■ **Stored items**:

- Opening Delimiter -

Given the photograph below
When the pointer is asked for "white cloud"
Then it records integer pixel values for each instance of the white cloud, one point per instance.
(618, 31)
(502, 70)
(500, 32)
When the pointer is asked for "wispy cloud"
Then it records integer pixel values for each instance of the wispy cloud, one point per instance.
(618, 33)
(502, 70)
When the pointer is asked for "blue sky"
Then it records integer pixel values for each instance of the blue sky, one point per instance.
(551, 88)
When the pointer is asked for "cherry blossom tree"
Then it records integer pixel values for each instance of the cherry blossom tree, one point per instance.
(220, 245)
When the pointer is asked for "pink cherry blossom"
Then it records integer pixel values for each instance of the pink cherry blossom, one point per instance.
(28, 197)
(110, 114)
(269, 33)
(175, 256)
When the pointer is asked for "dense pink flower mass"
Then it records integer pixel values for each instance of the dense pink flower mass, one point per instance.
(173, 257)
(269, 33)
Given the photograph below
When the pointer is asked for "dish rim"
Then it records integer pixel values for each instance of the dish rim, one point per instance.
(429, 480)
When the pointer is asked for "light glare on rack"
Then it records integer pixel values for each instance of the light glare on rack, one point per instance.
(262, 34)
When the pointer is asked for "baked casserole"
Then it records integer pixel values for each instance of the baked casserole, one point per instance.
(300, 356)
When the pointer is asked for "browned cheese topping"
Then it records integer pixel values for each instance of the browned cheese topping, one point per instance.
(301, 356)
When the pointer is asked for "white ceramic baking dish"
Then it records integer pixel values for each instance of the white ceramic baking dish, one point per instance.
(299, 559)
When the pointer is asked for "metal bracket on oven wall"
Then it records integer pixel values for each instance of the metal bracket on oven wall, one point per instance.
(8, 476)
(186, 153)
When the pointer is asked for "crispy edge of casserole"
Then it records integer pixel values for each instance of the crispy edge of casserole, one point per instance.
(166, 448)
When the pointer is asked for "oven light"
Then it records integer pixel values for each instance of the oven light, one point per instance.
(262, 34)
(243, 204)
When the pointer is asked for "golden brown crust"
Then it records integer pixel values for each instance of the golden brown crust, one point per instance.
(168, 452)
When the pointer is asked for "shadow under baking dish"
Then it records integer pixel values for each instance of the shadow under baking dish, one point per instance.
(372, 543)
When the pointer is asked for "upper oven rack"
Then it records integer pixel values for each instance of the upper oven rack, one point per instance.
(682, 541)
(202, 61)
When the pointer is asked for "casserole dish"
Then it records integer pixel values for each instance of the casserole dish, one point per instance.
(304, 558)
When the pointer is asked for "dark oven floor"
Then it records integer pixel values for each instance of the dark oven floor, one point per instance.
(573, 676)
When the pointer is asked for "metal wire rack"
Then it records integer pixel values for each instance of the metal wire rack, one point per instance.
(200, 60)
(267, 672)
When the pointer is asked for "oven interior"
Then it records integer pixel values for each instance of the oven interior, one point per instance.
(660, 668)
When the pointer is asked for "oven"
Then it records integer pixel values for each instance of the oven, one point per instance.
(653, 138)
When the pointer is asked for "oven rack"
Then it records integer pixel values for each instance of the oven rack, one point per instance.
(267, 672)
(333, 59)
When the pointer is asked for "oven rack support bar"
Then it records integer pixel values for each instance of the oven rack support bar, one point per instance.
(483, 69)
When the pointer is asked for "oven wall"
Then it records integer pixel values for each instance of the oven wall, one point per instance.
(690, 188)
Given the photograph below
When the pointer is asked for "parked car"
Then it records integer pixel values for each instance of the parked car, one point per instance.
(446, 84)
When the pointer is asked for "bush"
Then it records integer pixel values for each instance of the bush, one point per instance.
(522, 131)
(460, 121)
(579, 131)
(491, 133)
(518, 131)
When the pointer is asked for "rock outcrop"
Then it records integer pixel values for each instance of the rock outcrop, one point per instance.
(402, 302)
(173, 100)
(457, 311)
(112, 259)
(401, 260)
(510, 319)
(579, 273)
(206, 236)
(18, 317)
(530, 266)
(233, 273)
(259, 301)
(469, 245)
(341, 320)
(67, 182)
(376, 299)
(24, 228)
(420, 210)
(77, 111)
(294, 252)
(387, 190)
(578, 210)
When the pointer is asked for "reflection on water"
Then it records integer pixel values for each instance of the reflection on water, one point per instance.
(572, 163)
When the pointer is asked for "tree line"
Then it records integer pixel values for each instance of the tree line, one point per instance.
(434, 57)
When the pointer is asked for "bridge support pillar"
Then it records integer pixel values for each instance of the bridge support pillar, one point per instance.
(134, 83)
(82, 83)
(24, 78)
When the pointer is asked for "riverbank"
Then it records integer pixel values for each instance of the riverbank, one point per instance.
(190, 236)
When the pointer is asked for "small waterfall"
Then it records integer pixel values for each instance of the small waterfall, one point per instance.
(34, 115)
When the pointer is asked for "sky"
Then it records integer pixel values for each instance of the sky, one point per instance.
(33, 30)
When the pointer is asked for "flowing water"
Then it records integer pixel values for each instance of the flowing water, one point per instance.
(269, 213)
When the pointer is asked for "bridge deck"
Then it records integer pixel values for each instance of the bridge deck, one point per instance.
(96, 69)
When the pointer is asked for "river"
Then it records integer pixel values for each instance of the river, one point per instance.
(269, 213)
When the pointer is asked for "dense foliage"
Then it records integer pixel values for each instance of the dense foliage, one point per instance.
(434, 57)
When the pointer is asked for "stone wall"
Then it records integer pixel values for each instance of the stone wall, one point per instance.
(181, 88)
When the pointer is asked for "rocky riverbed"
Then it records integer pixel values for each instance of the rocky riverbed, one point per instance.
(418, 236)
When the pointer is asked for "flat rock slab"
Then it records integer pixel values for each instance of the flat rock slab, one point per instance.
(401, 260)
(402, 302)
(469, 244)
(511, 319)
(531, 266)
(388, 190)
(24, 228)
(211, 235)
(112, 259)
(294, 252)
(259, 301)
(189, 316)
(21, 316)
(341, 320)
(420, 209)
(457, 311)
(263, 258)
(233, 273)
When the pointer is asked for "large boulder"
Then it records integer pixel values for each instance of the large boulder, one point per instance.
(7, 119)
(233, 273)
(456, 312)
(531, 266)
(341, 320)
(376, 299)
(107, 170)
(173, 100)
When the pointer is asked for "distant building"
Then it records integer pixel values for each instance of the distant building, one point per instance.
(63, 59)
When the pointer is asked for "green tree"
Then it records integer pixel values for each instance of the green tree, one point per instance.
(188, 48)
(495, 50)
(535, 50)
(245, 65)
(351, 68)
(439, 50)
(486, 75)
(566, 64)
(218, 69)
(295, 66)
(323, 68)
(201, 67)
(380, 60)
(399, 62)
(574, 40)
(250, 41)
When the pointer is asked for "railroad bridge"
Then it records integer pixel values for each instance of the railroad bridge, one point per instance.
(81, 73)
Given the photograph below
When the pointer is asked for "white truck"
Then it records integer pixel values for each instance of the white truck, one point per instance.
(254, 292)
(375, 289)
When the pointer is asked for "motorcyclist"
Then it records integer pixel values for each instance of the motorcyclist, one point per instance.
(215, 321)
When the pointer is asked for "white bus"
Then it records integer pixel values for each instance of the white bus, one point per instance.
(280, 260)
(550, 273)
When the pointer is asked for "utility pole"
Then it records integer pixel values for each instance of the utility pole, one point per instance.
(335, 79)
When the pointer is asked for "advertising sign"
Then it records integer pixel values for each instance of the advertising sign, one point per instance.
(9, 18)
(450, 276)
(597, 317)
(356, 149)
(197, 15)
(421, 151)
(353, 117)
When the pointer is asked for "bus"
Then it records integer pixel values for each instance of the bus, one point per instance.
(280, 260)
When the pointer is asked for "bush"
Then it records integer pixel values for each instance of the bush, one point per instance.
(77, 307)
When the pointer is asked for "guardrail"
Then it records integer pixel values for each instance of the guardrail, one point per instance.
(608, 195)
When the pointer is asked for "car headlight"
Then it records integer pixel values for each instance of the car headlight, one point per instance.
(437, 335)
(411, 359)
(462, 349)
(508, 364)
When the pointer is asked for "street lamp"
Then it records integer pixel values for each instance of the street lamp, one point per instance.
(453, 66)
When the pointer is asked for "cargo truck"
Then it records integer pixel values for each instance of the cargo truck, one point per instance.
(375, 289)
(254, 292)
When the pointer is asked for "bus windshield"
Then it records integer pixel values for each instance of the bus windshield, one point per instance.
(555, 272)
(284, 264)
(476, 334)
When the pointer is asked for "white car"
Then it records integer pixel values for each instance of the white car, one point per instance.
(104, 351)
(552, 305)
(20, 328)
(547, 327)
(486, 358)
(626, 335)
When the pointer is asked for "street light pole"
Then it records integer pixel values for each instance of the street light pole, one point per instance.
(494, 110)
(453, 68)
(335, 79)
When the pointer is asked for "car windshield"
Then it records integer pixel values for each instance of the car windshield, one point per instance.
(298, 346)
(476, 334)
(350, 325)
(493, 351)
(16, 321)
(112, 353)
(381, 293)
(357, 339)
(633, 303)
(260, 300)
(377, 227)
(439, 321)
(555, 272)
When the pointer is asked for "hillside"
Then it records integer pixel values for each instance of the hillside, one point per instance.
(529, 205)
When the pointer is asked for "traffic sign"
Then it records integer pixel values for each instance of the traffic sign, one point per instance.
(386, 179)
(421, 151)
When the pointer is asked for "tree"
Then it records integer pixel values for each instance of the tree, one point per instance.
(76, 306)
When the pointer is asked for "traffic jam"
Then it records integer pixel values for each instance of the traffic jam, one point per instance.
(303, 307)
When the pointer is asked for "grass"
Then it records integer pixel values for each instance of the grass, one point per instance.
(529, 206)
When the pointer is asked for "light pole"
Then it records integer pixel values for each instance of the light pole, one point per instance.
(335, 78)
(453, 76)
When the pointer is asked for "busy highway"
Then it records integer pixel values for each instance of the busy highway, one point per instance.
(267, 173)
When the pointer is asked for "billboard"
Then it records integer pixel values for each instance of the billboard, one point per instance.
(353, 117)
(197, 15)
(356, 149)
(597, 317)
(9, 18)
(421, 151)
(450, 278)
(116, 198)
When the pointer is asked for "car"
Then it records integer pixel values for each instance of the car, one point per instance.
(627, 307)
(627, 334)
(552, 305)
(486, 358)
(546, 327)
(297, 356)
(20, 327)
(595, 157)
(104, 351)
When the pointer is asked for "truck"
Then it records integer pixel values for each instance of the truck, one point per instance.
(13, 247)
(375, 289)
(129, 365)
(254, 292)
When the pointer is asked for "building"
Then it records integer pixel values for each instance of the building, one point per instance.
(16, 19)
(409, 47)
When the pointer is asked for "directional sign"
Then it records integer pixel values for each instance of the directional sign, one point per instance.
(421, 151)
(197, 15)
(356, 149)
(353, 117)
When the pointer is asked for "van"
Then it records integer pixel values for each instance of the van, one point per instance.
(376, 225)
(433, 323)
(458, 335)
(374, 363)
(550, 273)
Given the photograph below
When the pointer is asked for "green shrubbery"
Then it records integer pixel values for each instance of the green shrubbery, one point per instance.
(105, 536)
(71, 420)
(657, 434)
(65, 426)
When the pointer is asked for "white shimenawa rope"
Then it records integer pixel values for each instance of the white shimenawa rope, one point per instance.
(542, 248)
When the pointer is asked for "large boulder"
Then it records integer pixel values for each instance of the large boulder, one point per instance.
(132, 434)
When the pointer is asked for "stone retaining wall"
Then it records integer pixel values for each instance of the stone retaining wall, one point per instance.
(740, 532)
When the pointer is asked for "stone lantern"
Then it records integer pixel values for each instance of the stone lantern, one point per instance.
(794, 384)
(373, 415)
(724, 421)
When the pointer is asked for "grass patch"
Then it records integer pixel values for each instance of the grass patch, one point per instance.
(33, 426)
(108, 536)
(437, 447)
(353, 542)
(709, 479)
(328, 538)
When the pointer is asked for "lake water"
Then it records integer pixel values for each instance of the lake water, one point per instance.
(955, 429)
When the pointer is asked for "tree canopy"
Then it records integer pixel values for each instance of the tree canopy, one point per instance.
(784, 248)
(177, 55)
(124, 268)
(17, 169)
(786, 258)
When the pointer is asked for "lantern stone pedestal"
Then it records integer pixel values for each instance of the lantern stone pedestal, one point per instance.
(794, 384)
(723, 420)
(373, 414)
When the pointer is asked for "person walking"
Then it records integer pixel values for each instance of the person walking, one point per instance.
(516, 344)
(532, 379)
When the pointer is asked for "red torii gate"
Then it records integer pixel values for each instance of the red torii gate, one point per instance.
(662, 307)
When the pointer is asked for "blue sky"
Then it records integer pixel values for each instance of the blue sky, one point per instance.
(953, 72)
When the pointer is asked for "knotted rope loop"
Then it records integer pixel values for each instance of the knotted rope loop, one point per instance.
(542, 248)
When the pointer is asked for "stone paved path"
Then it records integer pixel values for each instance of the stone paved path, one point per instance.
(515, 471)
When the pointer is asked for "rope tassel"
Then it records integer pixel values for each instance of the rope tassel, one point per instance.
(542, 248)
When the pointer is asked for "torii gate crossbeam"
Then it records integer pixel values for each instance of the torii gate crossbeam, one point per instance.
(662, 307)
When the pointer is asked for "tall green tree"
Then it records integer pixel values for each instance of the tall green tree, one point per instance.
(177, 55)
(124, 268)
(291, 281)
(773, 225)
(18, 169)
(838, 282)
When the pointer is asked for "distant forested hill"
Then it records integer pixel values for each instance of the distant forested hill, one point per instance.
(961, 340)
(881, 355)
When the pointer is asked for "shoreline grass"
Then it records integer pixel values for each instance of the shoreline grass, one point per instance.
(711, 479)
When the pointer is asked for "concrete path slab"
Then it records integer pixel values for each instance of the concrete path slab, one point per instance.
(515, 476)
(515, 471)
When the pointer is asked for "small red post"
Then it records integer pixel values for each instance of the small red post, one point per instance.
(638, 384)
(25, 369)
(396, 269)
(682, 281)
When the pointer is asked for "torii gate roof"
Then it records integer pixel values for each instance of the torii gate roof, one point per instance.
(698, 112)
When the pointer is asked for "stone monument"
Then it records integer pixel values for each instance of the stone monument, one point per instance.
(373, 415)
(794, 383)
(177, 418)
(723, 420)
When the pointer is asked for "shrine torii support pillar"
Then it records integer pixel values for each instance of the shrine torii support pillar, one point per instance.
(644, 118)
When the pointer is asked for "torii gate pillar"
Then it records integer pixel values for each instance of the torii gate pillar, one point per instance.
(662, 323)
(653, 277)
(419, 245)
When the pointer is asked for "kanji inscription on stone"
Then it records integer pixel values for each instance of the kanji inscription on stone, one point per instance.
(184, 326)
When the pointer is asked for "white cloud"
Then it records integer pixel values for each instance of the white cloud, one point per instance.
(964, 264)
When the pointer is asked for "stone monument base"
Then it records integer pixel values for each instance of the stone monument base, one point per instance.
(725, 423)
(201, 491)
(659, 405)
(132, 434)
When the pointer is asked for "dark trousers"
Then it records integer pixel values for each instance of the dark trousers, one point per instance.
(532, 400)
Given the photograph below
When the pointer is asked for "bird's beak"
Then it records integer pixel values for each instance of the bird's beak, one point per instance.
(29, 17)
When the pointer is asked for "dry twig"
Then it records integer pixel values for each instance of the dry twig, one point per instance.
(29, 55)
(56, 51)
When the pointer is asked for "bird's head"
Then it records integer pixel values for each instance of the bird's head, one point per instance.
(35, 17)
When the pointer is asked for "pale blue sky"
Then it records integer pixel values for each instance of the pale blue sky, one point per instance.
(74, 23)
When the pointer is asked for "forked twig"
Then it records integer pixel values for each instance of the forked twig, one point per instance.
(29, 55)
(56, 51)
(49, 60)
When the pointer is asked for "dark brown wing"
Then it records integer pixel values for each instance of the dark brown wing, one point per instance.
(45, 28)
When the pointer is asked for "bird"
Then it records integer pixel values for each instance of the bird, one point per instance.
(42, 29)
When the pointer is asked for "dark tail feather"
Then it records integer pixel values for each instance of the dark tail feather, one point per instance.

- Closing Delimiter -

■ **To do**: Pick every line of the data that includes the string "feather".

■ **Response area**:
When the pointer is asked for "dark tail feather"
Then it records integer pixel values for each instance of the dark tail feather, one point per instance.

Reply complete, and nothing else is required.